= Exercise details =
Reproduce the part of the winter bird feeding tips starting with "Recently a dear" and going on through "enjoyable to all.".

= Source passage =
"""

Recently a dear friend started feeding winter birds for the first time, which has reminded me of the many mistakes a beginner can make, as well as the joy of discovering wild birds as winter companions. Michael says that his favourite part of backyard bird feeding is the sense of hominess it brings when birds are happily feeding outside the window, but all is not perfect in bird feeder land. While it’s exciting to watch a woodpecker swoop in to grab a peanut, instant dread sets in when you hear a bird body bounce off a glass window or door. With 30 years of experience behind me, here are my top 10 tips for making feeding winter birds safe and enjoyable to all.
1. Fast Food
For quick results, start with an open tray feeder stocked with sunflower seeds. Open trays allow easy access and quick getaways, so birds love them. Sunflower seeds appeal to a wider range of bird species than other types of seeds sold for feeding winter birds.
2. Ground Feeders
In addition to stocking a feeder with sunflower seeds, scatter mixed grain bird feed on the ground for birds that are reluctant to visit feeders. Sparrows, doves, and juncos feel safest feeding on the ground, and they like inexpensive cracked corn and millet seeds just fine.
3. Little and Often
Put out small amounts of food at a time. Birds like their food fresh and dry, and will reject seeds that have gone mouldy due to rain. When you notice no birds visiting your feeders despite fresh food, there is probably a hawk or other predator lurking in a nearby tree.
4. Become a Bird Spotter
Identify your most familiar birds and watch how they feed. Get a good bird book written for your region, and make notes when you identify species. It will be a short list! In her blog on Feeding Garden Birds Naturally and Cheaply, Ann Marie Hendry names sparrows, tits, wrens, blackbirds, robins, chaffinches, bullfinches and yellowhammers as frequent winter visitors to her Scottish garden. Here in the Eastern mountains of the US, I see tufted titmice, cardinals, chickadees, nuthatches, sparrows, juncos, doves, goldfinches, purple finches, and two different woodpeckers.
5. Watch and Learn
To maximise the pleasure of garden bird feeding, place feeders where you can see them from comfortable sitting spots indoors. This may take some experimenting, because the open spaces that make the best viewing for you may be too exposed from the birds’ point of view. Ideally, birds should be able to fly to the feeder from nearby tree branches, or wait in a bush for their best shot at breakfast.
6. Flight Risk
As bird traffic in your garden increases, you may need to mask high risk windows and glass doors that sustain multiple collisions. When birds can see through the glass to distant perches or green plants indoors, they may fly toward them at high enough speeds to kill them upon impact. Placing indoor plants just inside windows can help, as can using sheer curtains, but where this is not practical, stick-on window decorations come to the rescue. My front storm door was taking regular hits until I decorated it with gel window stickers from the discount store. Problem solved.

"""

[Stored data entries]
"""

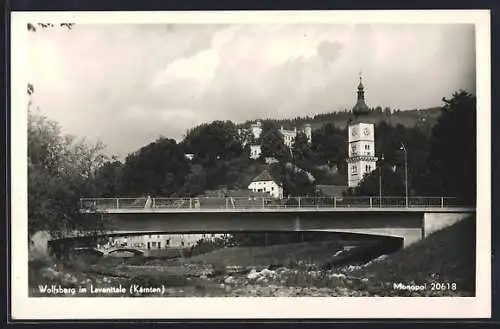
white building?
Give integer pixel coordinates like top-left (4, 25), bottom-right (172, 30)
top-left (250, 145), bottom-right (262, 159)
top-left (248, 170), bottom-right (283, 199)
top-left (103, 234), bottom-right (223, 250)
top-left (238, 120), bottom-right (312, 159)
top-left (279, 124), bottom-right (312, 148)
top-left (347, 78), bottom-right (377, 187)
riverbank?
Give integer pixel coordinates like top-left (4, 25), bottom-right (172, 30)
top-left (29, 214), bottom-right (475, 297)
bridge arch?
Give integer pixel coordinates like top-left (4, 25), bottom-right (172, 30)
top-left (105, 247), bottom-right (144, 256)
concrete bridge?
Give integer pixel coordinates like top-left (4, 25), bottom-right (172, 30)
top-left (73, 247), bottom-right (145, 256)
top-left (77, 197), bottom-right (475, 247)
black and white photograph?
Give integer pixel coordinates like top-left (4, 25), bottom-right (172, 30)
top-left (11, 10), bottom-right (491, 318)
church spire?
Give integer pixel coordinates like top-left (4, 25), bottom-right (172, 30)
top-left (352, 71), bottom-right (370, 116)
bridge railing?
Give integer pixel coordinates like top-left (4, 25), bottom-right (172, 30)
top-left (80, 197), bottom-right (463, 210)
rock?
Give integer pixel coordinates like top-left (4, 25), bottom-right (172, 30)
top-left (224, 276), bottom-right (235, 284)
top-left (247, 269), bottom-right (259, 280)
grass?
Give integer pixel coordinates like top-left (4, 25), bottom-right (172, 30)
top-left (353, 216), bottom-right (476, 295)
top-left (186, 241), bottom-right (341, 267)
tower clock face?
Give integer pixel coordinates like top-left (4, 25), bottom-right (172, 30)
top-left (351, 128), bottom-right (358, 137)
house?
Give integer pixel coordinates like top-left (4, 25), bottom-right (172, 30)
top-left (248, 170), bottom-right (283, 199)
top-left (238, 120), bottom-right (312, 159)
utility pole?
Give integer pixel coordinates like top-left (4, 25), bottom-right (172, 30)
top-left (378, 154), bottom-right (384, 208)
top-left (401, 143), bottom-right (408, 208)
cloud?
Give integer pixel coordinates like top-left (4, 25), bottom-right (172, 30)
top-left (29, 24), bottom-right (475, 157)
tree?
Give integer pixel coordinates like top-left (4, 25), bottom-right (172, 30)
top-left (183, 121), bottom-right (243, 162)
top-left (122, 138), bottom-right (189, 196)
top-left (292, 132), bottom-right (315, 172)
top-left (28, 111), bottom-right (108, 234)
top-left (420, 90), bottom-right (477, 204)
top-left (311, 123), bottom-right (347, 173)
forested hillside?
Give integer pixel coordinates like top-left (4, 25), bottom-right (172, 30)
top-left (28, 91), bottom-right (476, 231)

"""
"""

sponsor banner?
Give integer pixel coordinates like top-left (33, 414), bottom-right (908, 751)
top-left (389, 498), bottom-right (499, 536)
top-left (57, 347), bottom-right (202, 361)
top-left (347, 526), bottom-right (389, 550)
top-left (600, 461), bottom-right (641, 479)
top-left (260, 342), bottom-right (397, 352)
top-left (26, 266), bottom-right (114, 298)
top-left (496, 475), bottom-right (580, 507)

"""
"""

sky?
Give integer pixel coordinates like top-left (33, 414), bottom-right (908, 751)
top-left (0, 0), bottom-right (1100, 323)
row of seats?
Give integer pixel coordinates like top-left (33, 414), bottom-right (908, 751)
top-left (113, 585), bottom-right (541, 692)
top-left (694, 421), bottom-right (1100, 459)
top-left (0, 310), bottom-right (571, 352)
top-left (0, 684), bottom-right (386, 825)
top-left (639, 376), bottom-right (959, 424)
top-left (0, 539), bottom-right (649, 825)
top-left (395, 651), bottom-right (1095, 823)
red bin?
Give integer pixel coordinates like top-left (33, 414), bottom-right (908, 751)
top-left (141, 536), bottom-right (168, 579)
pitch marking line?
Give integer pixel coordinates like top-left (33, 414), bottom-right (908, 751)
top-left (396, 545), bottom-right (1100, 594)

"""

= Answer space =
Recently a dear friend started feeding winter birds for the first time, which has reminded me of the many mistakes a beginner can make, as well as the joy of discovering wild birds as winter companions. Michael says that his favourite part of backyard bird feeding is the sense of hominess it brings when birds are happily feeding outside the window, but all is not perfect in bird feeder land. While it’s exciting to watch a woodpecker swoop in to grab a peanut, instant dread sets in when you hear a bird body bounce off a glass window or door. With 30 years of experience behind me, here are my top 10 tips for making feeding winter birds safe and enjoyable to all.